Tasks
A. Answer these from the hemophilia article:
(i) How old was Junlang when his mother found the bruise?
(ii) At what age did Mrs Liang's older brother die?
(iii) Along with proper care, what does Junlang's mother say lets him lead a relatively normal life?
B. Write what comes next in the hemophilia article, picking up after its final sentence.

Hemophilia: the defective bloodline
Will you continue your pregnancy if your child inherits an incurable life-long blood clot disorder?
Chu Junlang appears to be a healthy 13-year-old attending his first year of secondary school in Guangzhou, China. But underneath his seemingly healthy exterior belies a life-long burden - he is a hemophiliac!
Junlang was 3 months old when his mother discovered a bruise the size of an egg on his underarms. She brought him to the doctor, thinking that she may have bruised him accidentally. But blood tests soon revealed that he has hemophilia, a life-long blood clotting disorder.
It was only then that Junlang's mother, Mrs Liang, 36, also discovered that she had an older brother with the disease who passed away before she was born, at two years old. Junlang's grandmother is a hemophilia carrier and so is his mother. The family was ignorant to this condition because of a lack of education and awareness in the early days. Mrs Liang admits that had she known of her condition, she would have aborted the baby.
But luckily for Junlang, he was showered with a lot of care and love from his family. His mother shares that with proper care and daily injection of prophylaxis to control and prevent bleeding episodes, he could lead a relatively normal life, and even hopes that he will find a nice girl and marry eventually.

Source data
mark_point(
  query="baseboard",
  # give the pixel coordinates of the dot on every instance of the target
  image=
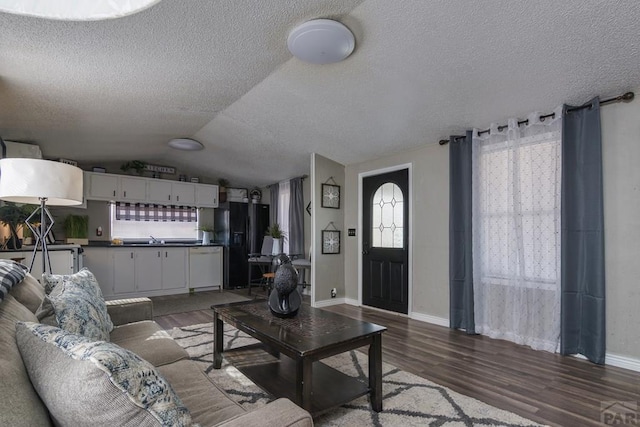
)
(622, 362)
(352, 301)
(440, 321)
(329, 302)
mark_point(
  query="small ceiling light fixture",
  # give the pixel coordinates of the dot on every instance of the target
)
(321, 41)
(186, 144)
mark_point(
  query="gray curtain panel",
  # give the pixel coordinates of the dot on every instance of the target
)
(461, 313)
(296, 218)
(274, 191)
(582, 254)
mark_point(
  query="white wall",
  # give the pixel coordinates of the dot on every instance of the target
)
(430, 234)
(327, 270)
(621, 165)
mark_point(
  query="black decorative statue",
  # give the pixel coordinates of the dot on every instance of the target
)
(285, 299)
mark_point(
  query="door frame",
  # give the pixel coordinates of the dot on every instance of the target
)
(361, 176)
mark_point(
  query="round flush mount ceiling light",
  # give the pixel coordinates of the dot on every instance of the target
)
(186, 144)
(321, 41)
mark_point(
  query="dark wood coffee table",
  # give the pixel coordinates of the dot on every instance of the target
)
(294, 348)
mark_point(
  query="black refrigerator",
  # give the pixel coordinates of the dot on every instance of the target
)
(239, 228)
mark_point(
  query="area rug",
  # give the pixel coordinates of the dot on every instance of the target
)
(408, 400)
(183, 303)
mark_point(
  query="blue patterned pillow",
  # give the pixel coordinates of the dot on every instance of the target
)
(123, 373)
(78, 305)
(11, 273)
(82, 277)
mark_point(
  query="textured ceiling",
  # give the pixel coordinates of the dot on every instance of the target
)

Numbered responses
A.
(i) 3 months old
(ii) Two years old
(iii) A daily injection of prophylaxis to control and prevent bleeding episodes

B.
And the kicker is, if Junlang finds a girl who is completely healthy (that is, both her X chromosomes are in good condition), they will have perfectly healthy children and break the hemophilia bloodline!
What is hemophilia?
Hemophilia is an inherited genetic blood disorder that is passed on by the mother, and only affects boys. A discriminating disorder, haemophilia affects primarily one in every 5,000 boys, although there have been rare occasions where the daughter was affected. The girls are usually the carriers of the hemophilic gene, where one of her x-chromosome has a recessive trait. When the girl becomes a mother, the son or daughter she gives birth to has a 50% chance of being a haemophiliac or a carrier of the defective gene respectively. Read more about families living with hemophilia here.
There are two types of hemophilia: hemophilia A - with a deficiency of clotting factor 8 (VIII) and hemophilia B - with a deficiency of clotting factor 9 (IX). The severity of the bleeding tendency depends on the range of activity of factor 8 or 9.
According to the World Federation of Hemophilia, approximately 400,000 people around the world have haemophilia, but only 25% are currently receiving adequate treatment. In Asia, this rate is even lower, meaning that a large percentage of hemophiliacs do not have access to proper treatment and diagnosis facilities that can enable them to lead relatively normal lives. Singapore has 200 hemophiliac patients, according to the Hemophilia Society of Singapore.
To address this issue, the Asia Pacific Hemophilia Camp was set up in 2009 as an outreach program to educate and bring awareness to the public. It also serves as a platform where Hemophilia patients can interact and share experiences with one another.
theAsianparent joined the patients at the 3rd Asia Pacific Hemophilia Camp in Hsinchu, Taiwan (July 15 -18) to find out what went on at the camp.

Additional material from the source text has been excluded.